Arbeitsaufträge:
A – Was untersucht Wolodzko laut dem Textabschnitt?
B – Gib die Stelle im Textabschnitt von „Die erste Sektion“ bis „ihren Philosophien feiern.“ wortgetreu wieder.
C – Welche Personen haben laut dem Textabschnitt Beiträge zur zweiten Sektion verfasst? Nenne alle.

Textabschnitt:

Die erste Sektion umfasst Beiträge von Irene Breuer, Claudia Blümle, Jadwiga Kamola, Cathrin Drews und Anna Schober. Sie widmen sich den Intensitäten und den Prozessen des Fleisch-Werdens in Deleuzes Buch über Francis Bacon (Breuer) und den von Foucault herangezogenen Bildern von Goya, Bosch und Géricault (Blümle). Gefragt wird außerdem nach dem materiellen Stellenwert und der Bedeutung von Bildern für die „medizinische Episteme“ (Kamola, 99). Ann-Cathrin Drews prüft dann Deleuzes und Foucaults Sichtweisen der Bilder Gérard Fromangers an Bildern Fromangers, und Anna Schober weitet die Perspektive im Blick auf die Popkultur und deren „Fest der Bilder“, das Foucault und Deleuze auch in ihren Philosophien feiern.

Zur zweiten Sektion zählen Beiträge von Kerstin Borchardt, Kyla Bruff, Jeanne Bindernagel und Agnieszka Anna Wolodzko, die ausgehend von Foucaults Vorlesung Die Anormalen mönströsen Hybridbildungen nachspürt (Borchardt), Foucaults utopischen Körper und dessen Verbindung zu Deleuzes(/Guattaris) Körper ohne Organe in den Blick rücken (Bruff), und das produktive Konzept der Körper ohne Organe mit George Didi-Hubermans Studien zur Hysterie in Zusammenhang bringt (Bindernagel). Wolodzko untersucht Materie und Intensität in der Bioart, die selbst wie ein Hybrid aus bios und Kunst wirkt.

Datenauszug:
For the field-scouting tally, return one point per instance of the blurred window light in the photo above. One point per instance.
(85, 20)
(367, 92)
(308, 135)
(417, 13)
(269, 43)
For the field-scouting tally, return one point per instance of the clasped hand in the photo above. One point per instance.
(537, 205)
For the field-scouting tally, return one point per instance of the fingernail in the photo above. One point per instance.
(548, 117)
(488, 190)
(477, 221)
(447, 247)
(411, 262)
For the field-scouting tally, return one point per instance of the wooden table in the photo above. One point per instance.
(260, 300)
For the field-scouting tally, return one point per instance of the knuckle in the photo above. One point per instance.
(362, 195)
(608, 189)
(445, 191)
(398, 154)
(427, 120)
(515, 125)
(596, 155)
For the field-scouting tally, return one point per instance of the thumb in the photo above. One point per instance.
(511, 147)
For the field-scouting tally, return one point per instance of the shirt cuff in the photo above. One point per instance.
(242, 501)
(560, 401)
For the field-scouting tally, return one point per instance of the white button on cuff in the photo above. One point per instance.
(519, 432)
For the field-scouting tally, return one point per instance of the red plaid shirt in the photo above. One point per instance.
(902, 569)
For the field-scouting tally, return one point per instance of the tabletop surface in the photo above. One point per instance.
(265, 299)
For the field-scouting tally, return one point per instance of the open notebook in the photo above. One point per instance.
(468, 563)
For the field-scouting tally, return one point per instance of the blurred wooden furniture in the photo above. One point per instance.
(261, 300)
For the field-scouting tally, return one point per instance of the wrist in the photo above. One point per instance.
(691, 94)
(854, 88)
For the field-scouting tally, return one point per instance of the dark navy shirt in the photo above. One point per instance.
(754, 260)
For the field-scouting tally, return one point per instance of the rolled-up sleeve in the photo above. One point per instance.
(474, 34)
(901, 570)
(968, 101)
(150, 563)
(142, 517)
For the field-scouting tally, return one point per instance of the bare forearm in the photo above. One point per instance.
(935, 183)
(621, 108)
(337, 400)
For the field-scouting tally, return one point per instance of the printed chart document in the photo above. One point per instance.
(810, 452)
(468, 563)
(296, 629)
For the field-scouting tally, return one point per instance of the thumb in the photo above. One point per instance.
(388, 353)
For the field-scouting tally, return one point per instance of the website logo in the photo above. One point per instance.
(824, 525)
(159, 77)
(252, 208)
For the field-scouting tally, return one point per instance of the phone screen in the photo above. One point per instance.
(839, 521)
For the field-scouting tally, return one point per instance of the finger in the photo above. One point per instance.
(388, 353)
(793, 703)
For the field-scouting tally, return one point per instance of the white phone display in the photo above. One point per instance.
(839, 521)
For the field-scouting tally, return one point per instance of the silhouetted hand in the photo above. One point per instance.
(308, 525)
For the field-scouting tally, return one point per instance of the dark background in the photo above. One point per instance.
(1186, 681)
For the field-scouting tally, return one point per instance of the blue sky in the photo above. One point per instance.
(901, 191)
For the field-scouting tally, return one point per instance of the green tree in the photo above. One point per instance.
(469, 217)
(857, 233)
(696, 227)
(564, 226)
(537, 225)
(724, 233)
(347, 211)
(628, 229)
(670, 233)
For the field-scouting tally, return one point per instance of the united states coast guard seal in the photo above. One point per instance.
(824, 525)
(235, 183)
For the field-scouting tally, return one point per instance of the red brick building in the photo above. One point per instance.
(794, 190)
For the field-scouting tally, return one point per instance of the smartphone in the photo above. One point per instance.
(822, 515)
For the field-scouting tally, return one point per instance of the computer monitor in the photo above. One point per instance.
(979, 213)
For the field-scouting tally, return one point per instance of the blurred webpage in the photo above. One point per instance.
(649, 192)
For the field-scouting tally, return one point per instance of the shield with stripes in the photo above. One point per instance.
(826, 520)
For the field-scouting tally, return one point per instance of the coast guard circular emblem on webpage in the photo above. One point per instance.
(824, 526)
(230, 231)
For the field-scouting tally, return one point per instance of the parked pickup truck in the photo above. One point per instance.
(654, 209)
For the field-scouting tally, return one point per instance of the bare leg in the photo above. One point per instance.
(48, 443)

Lösungen:
A – Materie und Intensität in der Bioart.

B –
Die erste Sektion umfasst Beiträge von Irene Breuer, Claudia Blümle, Jadwiga Kamola, Cathrin Drews und Anna Schober. Sie widmen sich den Intensitäten und den Prozessen des Fleisch-Werdens in Deleuzes Buch über Francis Bacon (Breuer) und den von Foucault herangezogenen Bildern von Goya, Bosch und Géricault (Blümle). Gefragt wird außerdem nach dem materiellen Stellenwert und der Bedeutung von Bildern für die „medizinische Episteme“ (Kamola, 99). Ann-Cathrin Drews prüft dann Deleuzes und Foucaults Sichtweisen der Bilder Gérard Fromangers an Bildern Fromangers, und Anna Schober weitet die Perspektive im Blick auf die Popkultur und deren „Fest der Bilder“, das Foucault und Deleuze auch in ihren Philosophien feiern.

C – Kerstin Borchardt, Kyla Bruff, Jeanne Bindernagel, Agnieszka Anna Wolodzko